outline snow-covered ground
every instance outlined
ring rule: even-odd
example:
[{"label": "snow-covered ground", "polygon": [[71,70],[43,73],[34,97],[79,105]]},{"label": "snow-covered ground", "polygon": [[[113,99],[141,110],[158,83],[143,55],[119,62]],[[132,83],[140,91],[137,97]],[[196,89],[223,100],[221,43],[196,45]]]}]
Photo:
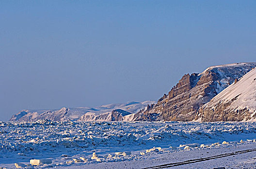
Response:
[{"label": "snow-covered ground", "polygon": [[[256,149],[256,141],[254,141],[256,125],[245,122],[46,120],[0,122],[0,167],[15,168],[15,163],[29,164],[32,159],[48,159],[52,163],[27,168],[154,167]],[[173,168],[255,166],[256,152],[232,154]]]}]

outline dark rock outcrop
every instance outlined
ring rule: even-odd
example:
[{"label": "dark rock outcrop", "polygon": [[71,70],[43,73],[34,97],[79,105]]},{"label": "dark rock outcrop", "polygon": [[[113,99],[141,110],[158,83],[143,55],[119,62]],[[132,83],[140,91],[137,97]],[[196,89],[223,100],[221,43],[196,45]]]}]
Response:
[{"label": "dark rock outcrop", "polygon": [[150,110],[137,113],[133,121],[196,119],[198,110],[224,89],[256,66],[255,63],[210,67],[201,73],[185,74]]}]

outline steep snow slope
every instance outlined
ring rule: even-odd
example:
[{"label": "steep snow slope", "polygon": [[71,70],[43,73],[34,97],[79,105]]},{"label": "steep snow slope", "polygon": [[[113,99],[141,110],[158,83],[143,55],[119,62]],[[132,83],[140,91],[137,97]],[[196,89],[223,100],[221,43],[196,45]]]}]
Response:
[{"label": "steep snow slope", "polygon": [[199,111],[203,121],[256,121],[256,69],[217,95]]},{"label": "steep snow slope", "polygon": [[[88,119],[86,118],[82,118],[80,120],[92,121],[95,119],[95,116],[100,115],[104,116],[110,116],[108,119],[122,119],[119,113],[122,116],[125,116],[130,113],[137,113],[141,109],[145,108],[148,104],[155,103],[155,101],[147,100],[142,102],[128,102],[125,103],[111,104],[95,108],[79,107],[79,108],[65,108],[61,109],[47,110],[23,110],[16,114],[13,115],[10,121],[35,121],[40,119],[49,119],[54,121],[77,120],[85,113],[93,114],[93,117],[90,117]],[[121,110],[114,111],[121,109]],[[123,113],[124,112],[127,112]],[[113,114],[116,117],[112,117]],[[106,117],[105,117],[106,118]],[[104,119],[103,118],[102,119]],[[111,120],[107,120],[111,121]],[[119,121],[119,120],[118,120]]]},{"label": "steep snow slope", "polygon": [[133,115],[132,121],[194,120],[205,103],[256,67],[256,63],[238,63],[210,67],[201,73],[184,75],[168,95],[157,104]]}]

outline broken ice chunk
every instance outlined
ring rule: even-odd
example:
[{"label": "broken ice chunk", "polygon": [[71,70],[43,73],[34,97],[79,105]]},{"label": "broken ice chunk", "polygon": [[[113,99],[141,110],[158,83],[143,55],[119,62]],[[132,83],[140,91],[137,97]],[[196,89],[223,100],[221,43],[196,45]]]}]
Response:
[{"label": "broken ice chunk", "polygon": [[51,160],[49,159],[32,159],[30,160],[30,164],[34,166],[39,166],[45,164],[51,164]]},{"label": "broken ice chunk", "polygon": [[228,144],[228,142],[226,142],[226,141],[224,141],[222,142],[222,144]]},{"label": "broken ice chunk", "polygon": [[14,165],[17,169],[22,169],[26,167],[28,167],[27,165],[22,163],[15,163]]}]

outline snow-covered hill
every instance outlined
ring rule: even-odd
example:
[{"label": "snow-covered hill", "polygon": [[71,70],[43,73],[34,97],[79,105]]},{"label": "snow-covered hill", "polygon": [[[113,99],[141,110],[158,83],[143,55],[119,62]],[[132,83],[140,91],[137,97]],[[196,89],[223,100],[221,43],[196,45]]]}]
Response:
[{"label": "snow-covered hill", "polygon": [[201,73],[184,75],[168,95],[150,109],[133,115],[133,121],[194,120],[198,110],[223,89],[256,67],[238,63],[207,68]]},{"label": "snow-covered hill", "polygon": [[203,121],[256,121],[256,68],[213,98],[199,111]]},{"label": "snow-covered hill", "polygon": [[[130,113],[136,113],[144,109],[148,104],[155,103],[155,101],[147,100],[142,102],[131,101],[125,103],[111,104],[94,108],[69,108],[64,107],[61,109],[51,110],[25,110],[13,115],[10,121],[33,122],[40,119],[59,121],[79,119],[80,121],[83,121],[96,120],[96,121],[121,121],[123,119],[122,117],[123,116],[125,116]],[[125,112],[127,113],[124,113]],[[85,114],[90,114],[90,116],[83,116]],[[113,117],[113,115],[116,116]],[[81,118],[81,116],[83,117]],[[109,118],[108,117],[109,116]],[[111,119],[114,120],[110,120]]]}]

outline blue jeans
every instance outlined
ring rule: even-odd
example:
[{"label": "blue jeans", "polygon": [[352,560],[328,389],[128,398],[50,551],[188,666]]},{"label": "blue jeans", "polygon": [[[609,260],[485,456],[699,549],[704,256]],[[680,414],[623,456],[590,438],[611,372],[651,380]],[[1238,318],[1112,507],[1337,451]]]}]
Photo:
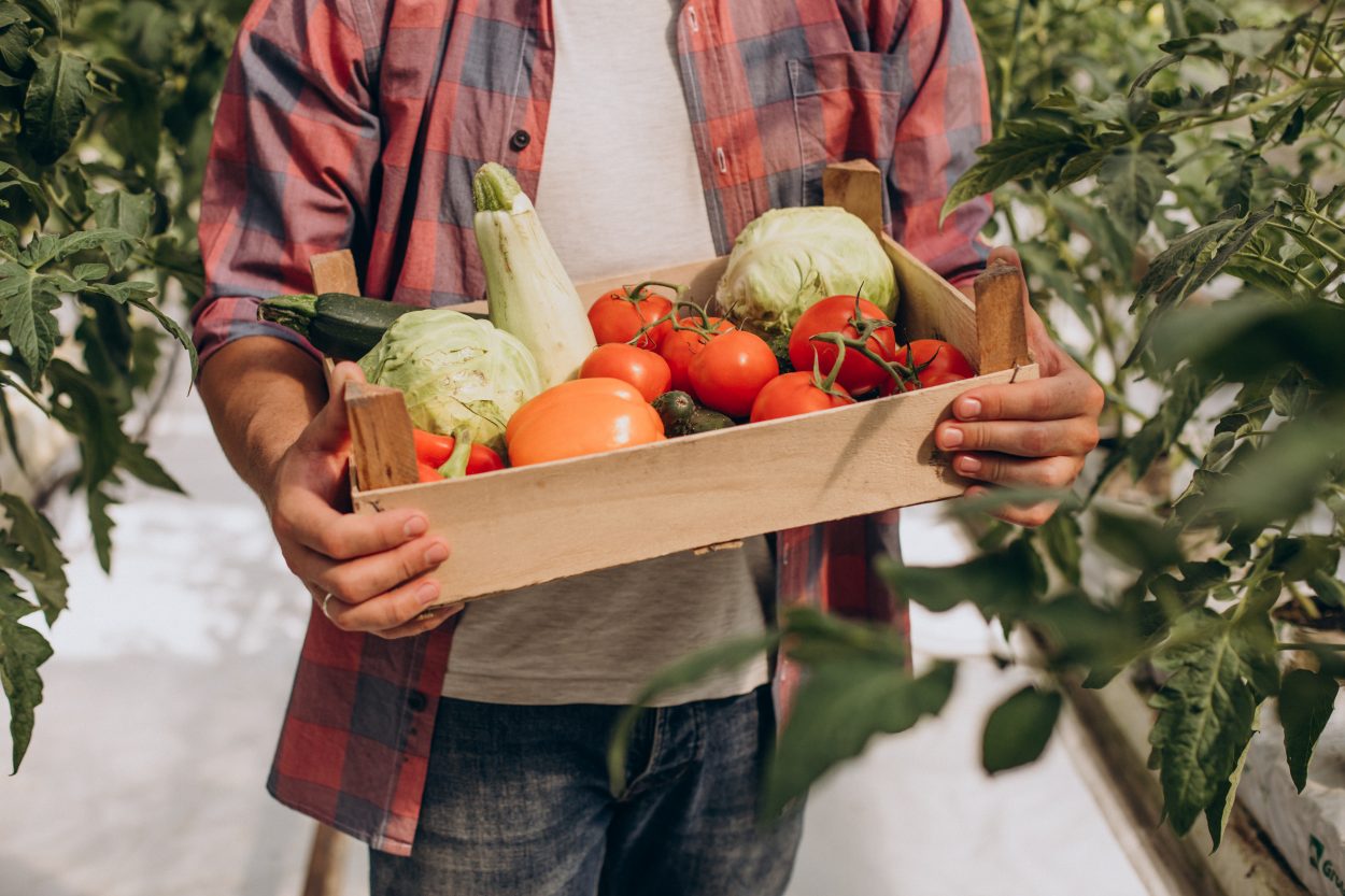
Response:
[{"label": "blue jeans", "polygon": [[802,807],[757,823],[767,689],[647,710],[608,787],[620,706],[443,698],[409,858],[370,852],[373,896],[773,896]]}]

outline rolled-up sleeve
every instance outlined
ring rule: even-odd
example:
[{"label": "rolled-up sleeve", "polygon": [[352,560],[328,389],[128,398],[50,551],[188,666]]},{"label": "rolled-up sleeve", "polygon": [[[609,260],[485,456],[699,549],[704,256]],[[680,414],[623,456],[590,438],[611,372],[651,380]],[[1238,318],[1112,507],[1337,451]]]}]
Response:
[{"label": "rolled-up sleeve", "polygon": [[200,198],[206,292],[192,309],[204,363],[245,336],[297,334],[257,319],[264,297],[311,292],[308,258],[371,222],[381,145],[378,47],[348,0],[258,0],[229,65]]},{"label": "rolled-up sleeve", "polygon": [[893,237],[958,284],[986,266],[978,234],[991,214],[990,196],[979,196],[939,226],[952,184],[990,139],[986,74],[963,0],[911,0],[892,52],[912,77],[889,170]]}]

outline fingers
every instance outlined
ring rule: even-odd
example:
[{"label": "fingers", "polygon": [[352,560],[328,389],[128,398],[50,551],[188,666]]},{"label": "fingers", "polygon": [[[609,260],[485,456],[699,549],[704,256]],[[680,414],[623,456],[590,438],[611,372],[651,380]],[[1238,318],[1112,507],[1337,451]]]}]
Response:
[{"label": "fingers", "polygon": [[[989,488],[982,488],[979,486],[972,486],[967,490],[967,498],[979,498],[989,494]],[[999,510],[994,511],[991,517],[1003,519],[1007,523],[1015,526],[1037,527],[1045,526],[1050,519],[1052,514],[1056,513],[1056,507],[1060,506],[1059,500],[1044,500],[1033,505],[1025,505],[1022,507],[1015,507],[1013,505],[1006,505]]]},{"label": "fingers", "polygon": [[[291,569],[321,592],[347,604],[359,604],[437,569],[448,560],[448,545],[436,537],[416,538],[393,550],[356,560],[332,561],[320,553],[297,549]],[[437,585],[434,585],[437,592]]]},{"label": "fingers", "polygon": [[968,479],[1011,488],[1068,488],[1084,467],[1083,457],[1025,460],[1007,455],[956,455],[952,468]]},{"label": "fingers", "polygon": [[453,604],[451,607],[432,607],[421,612],[420,616],[410,620],[409,623],[401,624],[397,628],[389,628],[386,631],[375,631],[373,634],[379,638],[413,638],[416,635],[424,635],[428,631],[438,628],[445,622],[463,612],[463,604]]},{"label": "fingers", "polygon": [[364,631],[385,638],[401,638],[402,634],[428,631],[453,615],[440,611],[434,615],[441,616],[437,620],[434,618],[417,619],[438,600],[438,583],[430,578],[417,578],[359,604],[350,604],[334,596],[327,601],[327,618],[342,631]]},{"label": "fingers", "polygon": [[971,389],[952,402],[952,413],[962,421],[1064,420],[1096,417],[1103,401],[1102,387],[1075,367],[1042,379]]},{"label": "fingers", "polygon": [[943,451],[994,451],[1018,457],[1083,456],[1098,447],[1098,424],[1091,417],[995,422],[944,421],[935,431]]}]

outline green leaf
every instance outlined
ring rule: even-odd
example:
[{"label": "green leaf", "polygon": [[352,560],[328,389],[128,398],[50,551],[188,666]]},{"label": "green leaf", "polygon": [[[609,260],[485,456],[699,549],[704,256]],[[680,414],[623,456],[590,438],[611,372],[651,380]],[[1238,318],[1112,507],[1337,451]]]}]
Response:
[{"label": "green leaf", "polygon": [[1060,717],[1060,694],[1026,686],[995,706],[981,740],[981,764],[987,772],[1036,761]]},{"label": "green leaf", "polygon": [[86,199],[89,207],[93,209],[93,219],[100,227],[120,230],[137,239],[149,235],[156,204],[152,192],[126,192],[125,190],[95,192],[90,190]]},{"label": "green leaf", "polygon": [[0,685],[9,700],[9,739],[13,741],[13,771],[19,771],[32,739],[34,710],[42,702],[38,667],[51,657],[51,644],[36,630],[19,623],[36,607],[19,596],[17,588],[0,572]]},{"label": "green leaf", "polygon": [[0,262],[0,323],[9,334],[9,342],[31,370],[30,382],[36,386],[51,352],[55,351],[61,331],[52,312],[61,300],[43,277],[12,261]]},{"label": "green leaf", "polygon": [[1046,525],[1037,529],[1037,537],[1046,548],[1046,556],[1067,581],[1079,584],[1079,560],[1083,556],[1083,531],[1079,518],[1068,513],[1057,513]]},{"label": "green leaf", "polygon": [[1153,143],[1157,149],[1122,147],[1098,170],[1102,200],[1111,211],[1112,219],[1131,239],[1138,239],[1145,233],[1159,196],[1171,188],[1166,165],[1159,157],[1159,152],[1163,155],[1171,152],[1171,141]]},{"label": "green leaf", "polygon": [[1069,130],[1041,118],[1009,121],[1003,135],[976,149],[981,161],[963,172],[948,191],[939,222],[954,209],[1010,180],[1030,178],[1054,168],[1057,156],[1087,149]]},{"label": "green leaf", "polygon": [[23,140],[47,165],[66,155],[87,114],[89,61],[62,50],[36,63],[23,101]]},{"label": "green leaf", "polygon": [[98,565],[105,573],[112,572],[112,529],[116,525],[108,510],[118,503],[101,488],[89,492],[89,526],[93,530],[93,546],[98,554]]},{"label": "green leaf", "polygon": [[1046,587],[1041,561],[1021,538],[956,566],[907,566],[892,557],[877,565],[897,595],[927,609],[944,612],[970,600],[986,619],[1030,605]]},{"label": "green leaf", "polygon": [[168,471],[159,465],[157,460],[145,453],[147,449],[147,445],[139,441],[126,440],[122,443],[118,457],[121,468],[147,486],[175,491],[179,495],[184,494],[178,480],[169,476]]},{"label": "green leaf", "polygon": [[13,22],[5,26],[0,31],[0,63],[9,71],[20,71],[28,63],[28,48],[36,39],[38,35],[32,32],[27,22]]},{"label": "green leaf", "polygon": [[1093,538],[1099,548],[1135,569],[1158,572],[1181,561],[1181,550],[1170,531],[1157,519],[1119,507],[1095,507]]},{"label": "green leaf", "polygon": [[61,0],[16,0],[28,15],[47,30],[47,34],[61,34]]},{"label": "green leaf", "polygon": [[9,518],[8,539],[22,549],[17,573],[28,580],[42,615],[50,626],[66,608],[66,556],[56,546],[56,530],[51,522],[17,495],[0,494],[0,506]]},{"label": "green leaf", "polygon": [[[121,285],[129,288],[129,287],[134,287],[137,284],[134,281],[132,281],[129,284],[121,284]],[[152,284],[143,284],[143,285],[144,287],[151,287]],[[153,301],[151,301],[149,296],[147,296],[144,293],[140,293],[139,296],[132,297],[130,299],[130,304],[133,304],[134,307],[141,308],[144,311],[148,311],[151,315],[153,315],[155,320],[159,322],[159,326],[161,326],[164,330],[167,330],[168,334],[174,339],[176,339],[178,343],[183,348],[187,350],[187,357],[191,361],[191,381],[195,382],[196,381],[198,365],[200,363],[200,358],[196,355],[196,343],[192,342],[191,334],[187,332],[187,330],[180,323],[178,323],[178,320],[175,318],[172,318],[171,315],[164,313],[159,308],[159,305],[156,305]]]},{"label": "green leaf", "polygon": [[1323,569],[1334,570],[1341,561],[1340,544],[1328,535],[1276,538],[1270,568],[1289,581],[1303,581]]},{"label": "green leaf", "polygon": [[1303,792],[1313,747],[1326,729],[1340,685],[1332,675],[1294,669],[1279,689],[1279,721],[1284,726],[1284,757],[1294,787]]},{"label": "green leaf", "polygon": [[1237,768],[1252,736],[1256,700],[1243,678],[1232,626],[1209,609],[1182,616],[1154,657],[1170,673],[1149,705],[1165,813],[1178,834],[1190,830]]},{"label": "green leaf", "polygon": [[137,244],[139,241],[129,234],[110,227],[77,230],[56,242],[52,257],[61,261],[81,252],[98,249],[108,256],[108,261],[112,262],[114,269],[121,270]]},{"label": "green leaf", "polygon": [[[1256,731],[1255,721],[1252,731]],[[1205,806],[1205,826],[1209,830],[1209,839],[1213,842],[1210,852],[1219,849],[1219,844],[1224,841],[1224,830],[1228,827],[1228,819],[1233,814],[1233,803],[1237,799],[1237,782],[1243,778],[1243,768],[1247,766],[1247,753],[1251,747],[1252,741],[1248,739],[1237,757],[1237,764],[1233,767],[1233,774],[1228,776],[1228,780],[1220,782],[1215,798]]]},{"label": "green leaf", "polygon": [[[47,375],[52,387],[51,413],[79,440],[83,459],[79,479],[93,488],[112,475],[126,440],[117,412],[110,397],[91,377],[65,361],[54,361]],[[62,397],[69,401],[62,401]]]},{"label": "green leaf", "polygon": [[937,714],[956,665],[939,661],[920,677],[873,658],[811,666],[765,774],[761,814],[779,815],[822,775],[863,752],[878,733],[897,733]]}]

——

Aim ▸
Return each line from the entries above that contains the string "hill".

Result of the task ▸
outline snow-covered hill
[{"label": "snow-covered hill", "polygon": [[71,70],[43,73],[34,97],[79,105]]},{"label": "snow-covered hill", "polygon": [[[113,99],[141,110],[158,83],[143,55],[119,62]],[[132,83],[140,91],[137,97]],[[196,89],[223,100],[221,43],[196,45]]]}]
[{"label": "snow-covered hill", "polygon": [[201,73],[184,75],[168,95],[150,109],[133,115],[133,121],[194,120],[198,110],[223,89],[256,67],[238,63],[207,68]]},{"label": "snow-covered hill", "polygon": [[203,121],[256,121],[256,68],[213,98],[199,111]]},{"label": "snow-covered hill", "polygon": [[[130,113],[136,113],[144,109],[148,104],[155,103],[155,101],[147,100],[142,102],[131,101],[125,103],[111,104],[94,108],[69,108],[64,107],[61,109],[51,110],[25,110],[13,115],[10,121],[33,122],[40,119],[59,121],[79,119],[80,121],[83,121],[96,120],[96,121],[121,121],[123,119],[122,117],[123,116],[125,116]],[[125,112],[127,113],[124,113]],[[85,114],[90,114],[90,116],[83,116]],[[113,117],[113,115],[116,116]],[[81,118],[81,116],[83,117]],[[109,118],[108,117],[109,116]],[[111,119],[114,120],[110,120]]]}]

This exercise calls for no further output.